SHORT EXERCISE => Return all of the records below word for word, leaving out the pictures.

DATA PROVIDED =>
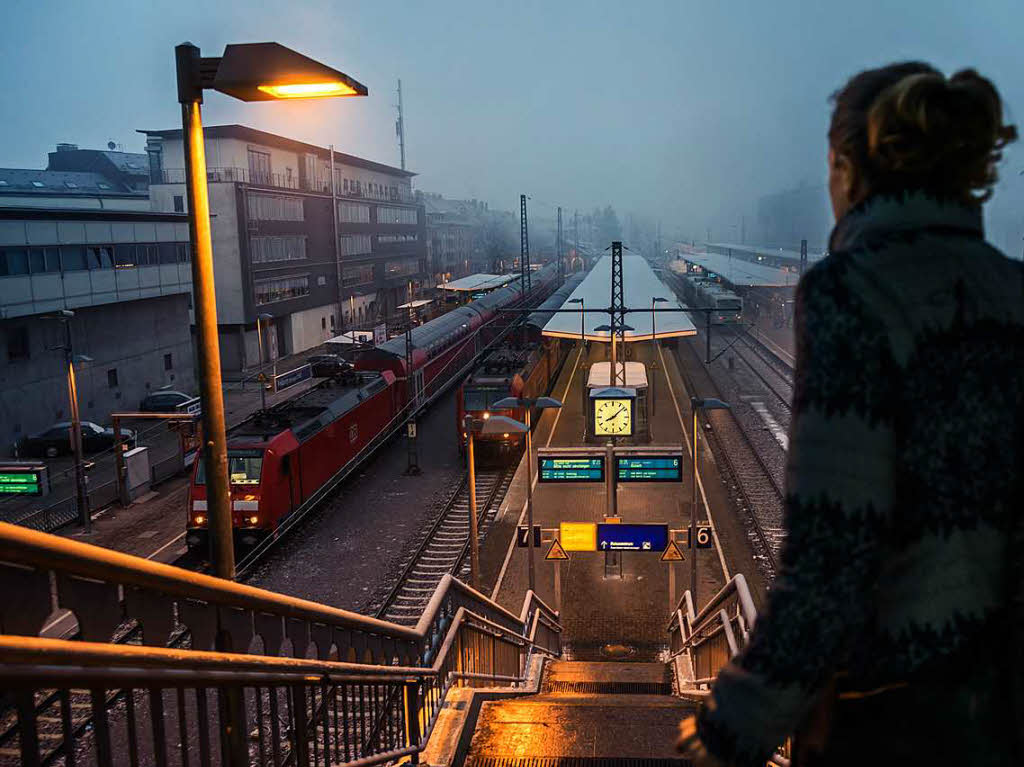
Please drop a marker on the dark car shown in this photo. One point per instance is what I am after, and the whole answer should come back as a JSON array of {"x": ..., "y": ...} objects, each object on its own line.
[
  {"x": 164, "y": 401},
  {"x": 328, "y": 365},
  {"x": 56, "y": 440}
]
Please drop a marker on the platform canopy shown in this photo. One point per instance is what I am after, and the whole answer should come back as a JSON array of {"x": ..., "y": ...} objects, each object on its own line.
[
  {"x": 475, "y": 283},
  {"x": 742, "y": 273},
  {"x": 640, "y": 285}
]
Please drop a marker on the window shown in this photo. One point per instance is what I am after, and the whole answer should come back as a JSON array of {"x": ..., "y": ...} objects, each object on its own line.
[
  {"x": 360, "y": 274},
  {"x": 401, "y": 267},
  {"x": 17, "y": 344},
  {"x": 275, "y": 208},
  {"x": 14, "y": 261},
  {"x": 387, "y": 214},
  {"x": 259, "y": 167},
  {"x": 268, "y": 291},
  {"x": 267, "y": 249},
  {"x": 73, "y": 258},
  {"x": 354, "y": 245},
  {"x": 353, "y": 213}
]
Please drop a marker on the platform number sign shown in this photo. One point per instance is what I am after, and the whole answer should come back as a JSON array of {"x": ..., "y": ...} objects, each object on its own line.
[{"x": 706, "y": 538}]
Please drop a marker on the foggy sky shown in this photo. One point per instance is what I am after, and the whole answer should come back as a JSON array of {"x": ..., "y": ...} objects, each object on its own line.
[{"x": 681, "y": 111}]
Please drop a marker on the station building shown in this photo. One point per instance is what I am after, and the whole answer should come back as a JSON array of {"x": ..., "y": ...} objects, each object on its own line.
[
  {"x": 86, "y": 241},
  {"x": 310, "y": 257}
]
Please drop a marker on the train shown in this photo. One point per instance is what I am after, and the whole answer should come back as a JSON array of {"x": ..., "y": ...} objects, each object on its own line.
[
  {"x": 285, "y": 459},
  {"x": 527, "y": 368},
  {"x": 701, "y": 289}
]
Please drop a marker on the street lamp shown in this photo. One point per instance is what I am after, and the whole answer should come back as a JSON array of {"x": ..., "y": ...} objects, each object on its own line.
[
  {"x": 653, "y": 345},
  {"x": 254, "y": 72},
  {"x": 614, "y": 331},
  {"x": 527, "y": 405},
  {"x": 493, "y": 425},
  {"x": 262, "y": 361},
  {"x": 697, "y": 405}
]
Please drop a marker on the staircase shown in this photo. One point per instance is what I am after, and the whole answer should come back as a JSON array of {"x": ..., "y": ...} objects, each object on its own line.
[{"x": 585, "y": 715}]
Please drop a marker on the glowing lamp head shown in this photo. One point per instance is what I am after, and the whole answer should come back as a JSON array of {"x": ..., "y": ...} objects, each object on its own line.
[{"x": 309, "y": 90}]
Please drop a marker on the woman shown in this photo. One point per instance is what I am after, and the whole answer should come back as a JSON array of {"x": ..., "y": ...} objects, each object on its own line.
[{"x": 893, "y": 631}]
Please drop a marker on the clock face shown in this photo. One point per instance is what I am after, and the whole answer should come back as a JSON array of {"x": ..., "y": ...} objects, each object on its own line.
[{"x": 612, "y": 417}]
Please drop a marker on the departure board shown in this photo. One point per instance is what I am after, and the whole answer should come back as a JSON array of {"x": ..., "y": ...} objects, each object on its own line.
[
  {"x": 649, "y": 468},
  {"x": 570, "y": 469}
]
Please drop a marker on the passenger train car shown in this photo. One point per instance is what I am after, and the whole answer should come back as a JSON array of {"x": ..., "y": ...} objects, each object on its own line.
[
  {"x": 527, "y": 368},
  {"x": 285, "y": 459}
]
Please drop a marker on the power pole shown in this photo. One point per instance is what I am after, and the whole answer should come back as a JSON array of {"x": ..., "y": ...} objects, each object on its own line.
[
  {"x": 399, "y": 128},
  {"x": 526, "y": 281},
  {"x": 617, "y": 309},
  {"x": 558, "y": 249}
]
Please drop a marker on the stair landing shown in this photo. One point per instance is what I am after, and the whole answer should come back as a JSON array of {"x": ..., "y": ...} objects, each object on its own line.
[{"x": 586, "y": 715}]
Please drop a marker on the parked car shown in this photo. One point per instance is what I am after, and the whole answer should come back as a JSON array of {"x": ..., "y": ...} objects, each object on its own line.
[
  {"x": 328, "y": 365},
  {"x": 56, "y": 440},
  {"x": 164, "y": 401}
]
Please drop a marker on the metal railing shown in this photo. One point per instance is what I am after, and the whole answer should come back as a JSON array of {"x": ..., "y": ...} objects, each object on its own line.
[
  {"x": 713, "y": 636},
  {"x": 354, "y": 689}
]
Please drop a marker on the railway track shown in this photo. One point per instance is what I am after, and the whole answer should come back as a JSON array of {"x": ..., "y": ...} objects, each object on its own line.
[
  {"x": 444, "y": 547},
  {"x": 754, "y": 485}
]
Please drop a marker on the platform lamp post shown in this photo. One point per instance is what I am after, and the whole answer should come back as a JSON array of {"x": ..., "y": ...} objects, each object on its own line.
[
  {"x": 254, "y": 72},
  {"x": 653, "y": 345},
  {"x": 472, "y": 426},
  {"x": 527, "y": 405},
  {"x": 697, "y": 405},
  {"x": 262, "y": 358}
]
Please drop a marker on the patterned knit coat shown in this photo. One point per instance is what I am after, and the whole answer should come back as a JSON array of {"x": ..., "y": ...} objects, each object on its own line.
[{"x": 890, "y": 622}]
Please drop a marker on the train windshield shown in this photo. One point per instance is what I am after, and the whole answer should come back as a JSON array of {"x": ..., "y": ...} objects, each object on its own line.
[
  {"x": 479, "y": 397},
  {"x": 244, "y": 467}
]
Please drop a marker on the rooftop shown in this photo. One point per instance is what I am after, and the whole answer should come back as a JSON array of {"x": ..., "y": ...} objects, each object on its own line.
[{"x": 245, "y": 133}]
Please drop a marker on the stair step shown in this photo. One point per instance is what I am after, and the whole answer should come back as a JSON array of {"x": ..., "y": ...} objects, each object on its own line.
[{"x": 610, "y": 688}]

OUTPUT OF THE TASK =>
Please drop a marker on the dark car shown in this photo. One point per instance is what I am after, and the whole answer should come back as a JSON array of {"x": ..., "y": ...} objects, each object on its own line.
[
  {"x": 164, "y": 401},
  {"x": 328, "y": 365},
  {"x": 56, "y": 440}
]
Please drop a marker on the platform canopy shown in this photo. One point per instance is what I am after, and the whole answer should come back as a JSON array of {"x": ..., "y": ...} objects, each object on its own line.
[
  {"x": 475, "y": 283},
  {"x": 742, "y": 273},
  {"x": 640, "y": 285}
]
Please drop a marker on the window shown in this photo. One point per instance is what I am after, and the whole answer should come back as a JSON array of {"x": ..., "y": ...} objects, each object on its own line.
[
  {"x": 360, "y": 274},
  {"x": 401, "y": 267},
  {"x": 17, "y": 344},
  {"x": 275, "y": 208},
  {"x": 14, "y": 261},
  {"x": 387, "y": 214},
  {"x": 259, "y": 167},
  {"x": 268, "y": 291},
  {"x": 267, "y": 249},
  {"x": 73, "y": 258},
  {"x": 354, "y": 245},
  {"x": 353, "y": 213}
]
Please drop a marker on the platform number sign shown in this photo. One point per instance is what I am after, and the whole answer should come back as a JSON array of {"x": ..., "y": ...} objects, each object on its own line.
[{"x": 706, "y": 538}]
Please drop a marker on the foggy sky shown in this photo. One point per instance is what I am after, and the whole answer should come back as a JSON array of {"x": ..., "y": ...} objects, each object on its own line.
[{"x": 681, "y": 111}]
Please drop a marker on the station building shown in this photo. One point per instance is what I am after, and the whole answer should come back as a JSON array of {"x": ..., "y": ...} objects, each object on its own line.
[
  {"x": 86, "y": 241},
  {"x": 310, "y": 257}
]
Please drop a marker on the train shown in this photo. One point per instance is what I am after, and the whole answer should come back as a JSON array of {"x": ..., "y": ...} objects, each object on its own line.
[
  {"x": 285, "y": 459},
  {"x": 527, "y": 368},
  {"x": 701, "y": 289}
]
Please drop a marker on the street lamp shown in this photo. One point per instance is what I am after, and the whole answer should come back as a JSON array of {"x": ..., "y": ...} objects, each object on its own line.
[
  {"x": 653, "y": 345},
  {"x": 254, "y": 72},
  {"x": 614, "y": 331},
  {"x": 527, "y": 405},
  {"x": 493, "y": 425},
  {"x": 262, "y": 361},
  {"x": 697, "y": 405}
]
Please drop a marker on the staircase shown in this photo. One point per instance is what I am after, and the whole answer should come back as a JSON array of {"x": ..., "y": ...} objects, each object on its own line.
[{"x": 585, "y": 715}]
Please drop a marker on the glowing lamp head shown in this photo. One point per instance is what I am after, and the whole answer should come back as a JSON array of {"x": ..., "y": ...} objects, each object on its own line.
[{"x": 309, "y": 90}]
Please drop a marker on the woman shown in this photo. One point per instance is what I am after, and the whole answer should come back as a JSON array of {"x": ..., "y": ...} objects, each object on its own line.
[{"x": 893, "y": 631}]
Please drop a marker on the clock face shown in this photo. One point per instance is what I am after, and the whole answer should come back as a JSON array of {"x": ..., "y": ...} objects, each object on its own line.
[{"x": 612, "y": 417}]
Please drop a marker on the departure board shown in this photo. One point per instance is what I am after, and the whole answer should come back as a JSON array of {"x": ..., "y": ...} objects, each object on its own line.
[
  {"x": 649, "y": 468},
  {"x": 570, "y": 469}
]
Please drop a marker on the passenger train car shown in this photo. One point per instance is what I am after, and the whole answer should come back as a JSON array of {"x": ..., "y": ...} objects, each object on its own line.
[
  {"x": 527, "y": 368},
  {"x": 285, "y": 459}
]
Please drop a marker on the power pole shown in this photo. One point per instance is what I am after, and the whole answer should come back as a JSON array of {"x": ..., "y": ...} objects, each object on its own line.
[
  {"x": 399, "y": 128},
  {"x": 526, "y": 281},
  {"x": 617, "y": 309},
  {"x": 558, "y": 249}
]
Please drop a marker on the stair landing shown in this photo. One point per instance is what I am after, and the whole answer should come back as a JSON array of {"x": ..., "y": ...} objects, each object on its own line.
[{"x": 586, "y": 715}]
Please drop a marker on the parked car shown in this photo. One point per instance is what I am after, and the whole answer should come back as a JSON array of {"x": ..., "y": ...} objects, each object on its own line.
[
  {"x": 328, "y": 365},
  {"x": 56, "y": 440},
  {"x": 164, "y": 401}
]
Please drop a marker on the metal railing shown in this photo. One point per instance is what I am after, and the whole answer should come back as a JSON array of {"x": ..., "y": ...} objects, each object on its own line.
[
  {"x": 713, "y": 636},
  {"x": 354, "y": 689}
]
Please drop a marker on the railway track shown in this photo. One point per instance is what I am after, and the whole answer should come back as a JSON array of {"x": ..., "y": ...} objects, each object on its own line.
[
  {"x": 444, "y": 547},
  {"x": 754, "y": 485}
]
Please drop a marker on the platform lamp post shown in this photo. One point per instance is what I am after, and the whole answer should come back as a JSON array of {"x": ..., "y": ...} objects, each object on its own line.
[
  {"x": 254, "y": 72},
  {"x": 653, "y": 345},
  {"x": 472, "y": 426},
  {"x": 527, "y": 405},
  {"x": 697, "y": 405},
  {"x": 262, "y": 358}
]
Please drop a marker on the patterned knit coat shown in this photo. One point per instance is what I am after, and the whole answer should come back as a JSON array of {"x": ..., "y": ...} objects, each object on its own line.
[{"x": 890, "y": 622}]
Please drop a marker on the train windshield shown in this photo. One point per instance is what I am after, and the whole answer should come back as a JSON array of {"x": ..., "y": ...} objects, each object on its own line.
[
  {"x": 479, "y": 397},
  {"x": 244, "y": 467}
]
Please drop a marker on the rooftop shown in this photo. One point per instance is what I am after, and the whole answer should come back as a JSON array of {"x": ..., "y": ...} objects, each object on its own line.
[{"x": 245, "y": 133}]
Please drop a marker on the stair step shown in this photo. One point per instance is what I am after, and the whole answer should come back as a JSON array of {"x": ..., "y": ...} objects, each object on its own line.
[{"x": 610, "y": 688}]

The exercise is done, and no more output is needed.